→ **WHAT THE EXERCISE ASKS**
Every entry in the following data should be output exactly.

→ **Referring expression data**
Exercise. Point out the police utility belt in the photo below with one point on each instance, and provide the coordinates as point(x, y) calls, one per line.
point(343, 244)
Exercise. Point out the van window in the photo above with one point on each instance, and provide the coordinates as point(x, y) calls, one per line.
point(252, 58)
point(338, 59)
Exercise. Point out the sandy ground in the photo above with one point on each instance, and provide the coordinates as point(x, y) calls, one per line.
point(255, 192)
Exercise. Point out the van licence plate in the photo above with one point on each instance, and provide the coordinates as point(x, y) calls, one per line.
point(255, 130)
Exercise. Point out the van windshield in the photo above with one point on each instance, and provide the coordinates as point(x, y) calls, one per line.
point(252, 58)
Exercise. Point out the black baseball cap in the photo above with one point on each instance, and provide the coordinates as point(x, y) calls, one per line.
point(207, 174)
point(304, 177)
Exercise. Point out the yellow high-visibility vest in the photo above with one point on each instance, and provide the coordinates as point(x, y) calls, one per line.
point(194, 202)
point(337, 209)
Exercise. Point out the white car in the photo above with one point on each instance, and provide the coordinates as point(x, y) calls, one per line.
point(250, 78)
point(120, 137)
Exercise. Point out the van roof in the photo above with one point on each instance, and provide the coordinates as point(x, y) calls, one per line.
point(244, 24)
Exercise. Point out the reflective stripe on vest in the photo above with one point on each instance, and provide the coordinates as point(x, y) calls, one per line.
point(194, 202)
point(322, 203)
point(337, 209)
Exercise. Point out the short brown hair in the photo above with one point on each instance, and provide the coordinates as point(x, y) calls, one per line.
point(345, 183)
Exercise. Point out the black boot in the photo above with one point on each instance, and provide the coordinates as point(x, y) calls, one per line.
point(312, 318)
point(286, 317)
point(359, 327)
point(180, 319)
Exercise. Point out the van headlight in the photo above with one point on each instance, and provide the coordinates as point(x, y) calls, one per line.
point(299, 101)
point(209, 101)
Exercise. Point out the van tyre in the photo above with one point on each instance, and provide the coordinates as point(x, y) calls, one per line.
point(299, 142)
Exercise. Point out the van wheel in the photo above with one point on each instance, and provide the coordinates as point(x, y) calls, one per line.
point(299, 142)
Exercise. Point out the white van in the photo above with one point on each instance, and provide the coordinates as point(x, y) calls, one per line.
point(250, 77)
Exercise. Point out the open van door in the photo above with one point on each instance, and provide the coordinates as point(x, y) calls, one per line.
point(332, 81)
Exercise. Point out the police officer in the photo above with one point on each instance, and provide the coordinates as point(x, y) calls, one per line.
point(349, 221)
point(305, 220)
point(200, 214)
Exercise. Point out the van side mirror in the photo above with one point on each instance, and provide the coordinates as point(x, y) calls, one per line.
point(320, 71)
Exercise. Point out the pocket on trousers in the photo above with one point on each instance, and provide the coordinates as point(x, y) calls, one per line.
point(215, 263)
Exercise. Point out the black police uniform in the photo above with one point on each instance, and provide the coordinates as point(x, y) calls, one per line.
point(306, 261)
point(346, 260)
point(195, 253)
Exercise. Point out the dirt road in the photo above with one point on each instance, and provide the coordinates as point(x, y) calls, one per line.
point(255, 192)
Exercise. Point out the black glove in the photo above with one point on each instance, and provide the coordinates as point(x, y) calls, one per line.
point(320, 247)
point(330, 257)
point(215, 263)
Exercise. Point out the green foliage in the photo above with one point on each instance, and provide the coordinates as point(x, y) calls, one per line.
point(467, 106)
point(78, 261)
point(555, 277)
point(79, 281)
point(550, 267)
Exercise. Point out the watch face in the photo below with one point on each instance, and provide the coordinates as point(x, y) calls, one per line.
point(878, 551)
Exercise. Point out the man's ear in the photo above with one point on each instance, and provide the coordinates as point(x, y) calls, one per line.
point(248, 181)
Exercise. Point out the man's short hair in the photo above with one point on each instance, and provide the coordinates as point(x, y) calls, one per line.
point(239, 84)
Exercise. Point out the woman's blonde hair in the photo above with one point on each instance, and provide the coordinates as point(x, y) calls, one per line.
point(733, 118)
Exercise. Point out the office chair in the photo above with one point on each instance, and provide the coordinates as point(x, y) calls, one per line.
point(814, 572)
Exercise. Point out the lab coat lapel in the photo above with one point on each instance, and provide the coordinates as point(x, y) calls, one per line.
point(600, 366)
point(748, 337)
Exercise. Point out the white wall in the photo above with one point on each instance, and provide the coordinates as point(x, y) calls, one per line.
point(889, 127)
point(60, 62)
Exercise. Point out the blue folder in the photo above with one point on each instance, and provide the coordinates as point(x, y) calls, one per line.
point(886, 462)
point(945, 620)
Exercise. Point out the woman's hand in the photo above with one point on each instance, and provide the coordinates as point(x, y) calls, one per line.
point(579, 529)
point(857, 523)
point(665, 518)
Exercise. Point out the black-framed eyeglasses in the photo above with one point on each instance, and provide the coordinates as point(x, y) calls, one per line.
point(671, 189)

→ **ANSWER BELOW**
Exercise. Point out the police utility belt in the photo below with one point on each instance, and provide the coordinates as point(x, y) calls, one per line.
point(343, 244)
Exercise. Point out the van window in the photo above with one point on each instance, and provide the coordinates as point(x, y) calls, one per line.
point(252, 58)
point(338, 59)
Exercise. Point out the sandy ground in the photo above with one point on each instance, and provide the coordinates as point(x, y) calls, one per line.
point(255, 192)
Exercise. Point out the van licence plate in the photo above with one point on each instance, and provide the coordinates as point(x, y) calls, one per line.
point(255, 130)
Exercise. Point out the van windshield in the photo above with one point on each instance, and provide the coordinates as point(x, y) calls, one per line.
point(252, 58)
Exercise. Point out the black baseball cap in the photo above with one point on each instance, and provide the coordinates as point(x, y) calls, one per line.
point(207, 174)
point(304, 177)
Exercise. Point out the yellow high-visibility vest in the photo above with one point on each instance, and provide the coordinates as point(x, y) calls, one per line.
point(194, 202)
point(337, 209)
Exercise. Point out the white car in the photo above with one point on each instance, and provide the coordinates as point(x, y) calls, one per line.
point(250, 78)
point(120, 137)
Exercise. Point out the van roof in the photo above with one point on each instance, and provide the coordinates as point(x, y) calls, one per line.
point(244, 24)
Exercise. Point out the reflective stripe on vest in the photo above with one point on each instance, and provide the coordinates as point(x, y) calls, one per line.
point(194, 202)
point(322, 203)
point(337, 209)
Exercise. Point out the short brown hair in the photo above with one point on each instance, and provide the coordinates as point(x, y) calls, one per line.
point(345, 183)
Exercise. Point out the black boot in the photo above with one point on each instance, and provide the coordinates as point(x, y) calls, one per line.
point(312, 318)
point(286, 317)
point(359, 327)
point(180, 319)
Exercise. Point out the van headlight in the photo above with one point on each instance, and provide the coordinates as point(x, y) calls, one per line.
point(299, 101)
point(209, 101)
Exercise. Point out the van tyre in the photo above with one point on each instance, and provide the coordinates as point(x, y) calls, one per line.
point(299, 142)
Exercise. Point out the van wheel in the photo above with one point on each instance, and provide the coordinates as point(x, y) calls, one per line.
point(299, 142)
Exercise. Point out the white van in the photo above with one point on each instance, and provide the coordinates as point(x, y) calls, one per line.
point(250, 77)
Exercise. Point out the open van door in the photo above with one point on each instance, and provide the coordinates as point(x, y) calls, one per line.
point(332, 81)
Exercise. Point out the police officer in the photo above with one point on each instance, and provide the coordinates as point(x, y) calls, one per line.
point(349, 221)
point(305, 220)
point(200, 214)
Exercise. Point out the van side mirror in the photo above with one point on each instance, and provide the coordinates as point(x, y) calls, one per line.
point(320, 71)
Exercise. Point out the pocket on trousers in the photo above with one point on each instance, and provide the coordinates as point(x, y) calls, one per line.
point(215, 263)
Exercise. Point out the black police uniform in the photo above with one point on each instance, and provide the coordinates as point(x, y) calls, one per line.
point(306, 261)
point(346, 260)
point(195, 253)
Exercise. Point out the dirt road in the photo above with one point on each instance, and provide the coordinates as point(x, y) calls, one per line.
point(255, 192)
Exercise. Point out the black glove in the photo above with one point on each instance, and provide the coordinates as point(x, y) calls, one per line.
point(320, 247)
point(330, 257)
point(215, 263)
Exercise. Point out the green foliage in the photo above with one point on each instance, and provide the coordinates as point(x, y) calls, one per line.
point(467, 106)
point(78, 261)
point(555, 277)
point(79, 281)
point(550, 267)
Exercise. Point out the watch face in the photo below with one point on each instance, and provide the coordinates as point(x, y) calls, one per line.
point(878, 551)
Exercise. Point out the man's ear in the photo above with one point on each instance, and provide the coordinates as point(x, y) calls, one per line.
point(248, 181)
Exercise. Point out the man's short hair in the photo above with one point on each instance, and provide the coordinates as point(x, y) calls, one per line.
point(239, 84)
Exercise. Point out the woman's blonde hair in the photo above with one point on each instance, and provide the coordinates as point(x, y) calls, one per line.
point(733, 118)
Exercise. Point out the office chair in the photo above with one point on each instance, and provide the coordinates as point(x, y) calls, one per line.
point(814, 572)
Exercise. Point out the lab coat lapel in the photo above with one point on each instance, and provide the coordinates as point(x, y) calls, one per line.
point(600, 366)
point(748, 337)
Exercise. Point out the white wall in the photo above with one point on each instance, and provide the coordinates as point(x, y) calls, one per line.
point(889, 127)
point(60, 62)
Exercise. Point out the blue folder in the photo above with one point on each instance, and provide the coordinates as point(x, y) calls, one per line.
point(886, 462)
point(945, 620)
Exercise. Point out the woman's hand in the photo above with one point on each instance, and provide the coordinates as point(x, y) calls, one per line.
point(579, 529)
point(857, 523)
point(665, 518)
Exercise. Point out the black-framed eyeglasses in the photo above with one point on each instance, and provide the coordinates as point(x, y) calls, one per line.
point(671, 189)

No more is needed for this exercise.